**Extracted records:**
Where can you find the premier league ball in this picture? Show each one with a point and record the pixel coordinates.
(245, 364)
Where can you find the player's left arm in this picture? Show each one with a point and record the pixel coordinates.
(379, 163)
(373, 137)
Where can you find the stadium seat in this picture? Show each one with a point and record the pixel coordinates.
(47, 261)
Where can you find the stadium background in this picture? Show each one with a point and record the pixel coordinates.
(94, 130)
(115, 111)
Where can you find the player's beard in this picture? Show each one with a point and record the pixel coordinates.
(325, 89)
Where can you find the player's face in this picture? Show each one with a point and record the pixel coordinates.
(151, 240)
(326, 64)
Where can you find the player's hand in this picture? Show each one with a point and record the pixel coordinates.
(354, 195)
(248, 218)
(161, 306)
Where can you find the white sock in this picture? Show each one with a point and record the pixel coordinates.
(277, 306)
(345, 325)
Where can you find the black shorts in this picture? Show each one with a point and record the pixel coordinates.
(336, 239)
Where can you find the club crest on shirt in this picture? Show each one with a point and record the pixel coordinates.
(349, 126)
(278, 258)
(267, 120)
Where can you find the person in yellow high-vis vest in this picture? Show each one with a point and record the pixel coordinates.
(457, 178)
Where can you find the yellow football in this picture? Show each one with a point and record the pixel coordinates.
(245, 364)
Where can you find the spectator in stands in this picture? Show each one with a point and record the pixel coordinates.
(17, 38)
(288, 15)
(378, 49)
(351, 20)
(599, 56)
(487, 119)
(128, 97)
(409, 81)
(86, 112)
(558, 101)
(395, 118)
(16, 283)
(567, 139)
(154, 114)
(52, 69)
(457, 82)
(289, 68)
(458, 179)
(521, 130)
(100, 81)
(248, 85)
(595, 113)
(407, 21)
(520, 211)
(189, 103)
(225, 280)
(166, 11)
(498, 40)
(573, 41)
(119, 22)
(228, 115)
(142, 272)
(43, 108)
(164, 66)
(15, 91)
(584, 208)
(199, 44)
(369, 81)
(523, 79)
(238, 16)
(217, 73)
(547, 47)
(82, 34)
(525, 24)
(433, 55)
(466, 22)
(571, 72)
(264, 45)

**What to work on:** Your task is to print all of the records exactly.

**Exercise response:**
Where can you find the premier league ball in this picture? Show each one with a point and record the pixel coordinates.
(245, 364)
Where can you find the player's left arm in this picture? Show each one with a point and record the pixel coordinates.
(379, 163)
(373, 137)
Where can you find the stadium seat in this picture? Show each one with a point and record the pixel coordinates.
(47, 261)
Where can you find the stadium background in this picture? Show each one with a point and record the pixel coordinates.
(94, 130)
(115, 111)
Where can you find the player's beard in this picture? Show each one with a point and record the pixel coordinates.
(325, 89)
Where can you find the player's face in this picture? Show each one with a point and record the pixel coordinates.
(151, 240)
(326, 64)
Where can you find the player's hand in this picture? Show each one with a point and record the pixel coordinates.
(354, 195)
(248, 218)
(161, 306)
Where can you find the white sock in this picture? Show each one with a point and record the pixel coordinates.
(277, 306)
(345, 325)
Where can you find the black shorts in this picture? Show each one with a point and record the pixel coordinates.
(336, 239)
Where can you find the club crest on shirt in this picture? Show each one with a point and record the pixel coordinates.
(349, 126)
(278, 258)
(267, 120)
Where can you find the person in yellow high-vis vest in this picture? Show each one with a point and record the pixel coordinates.
(457, 178)
Where can you find the yellow football in this picture? Show each one with a point and record the pixel coordinates.
(245, 364)
Where can you find the spectator in stands in this picture? Show each one with a point and record the pixel coordinates.
(17, 38)
(288, 15)
(378, 49)
(351, 20)
(599, 56)
(487, 119)
(128, 97)
(409, 81)
(86, 112)
(558, 101)
(395, 118)
(16, 283)
(567, 139)
(154, 114)
(52, 69)
(457, 82)
(289, 68)
(458, 179)
(521, 130)
(100, 81)
(248, 85)
(595, 113)
(407, 21)
(520, 211)
(189, 103)
(225, 280)
(166, 11)
(498, 40)
(573, 41)
(119, 22)
(228, 115)
(142, 272)
(43, 108)
(164, 66)
(15, 91)
(584, 208)
(199, 44)
(369, 81)
(523, 79)
(238, 16)
(217, 73)
(547, 47)
(82, 34)
(525, 24)
(433, 55)
(466, 22)
(571, 72)
(264, 45)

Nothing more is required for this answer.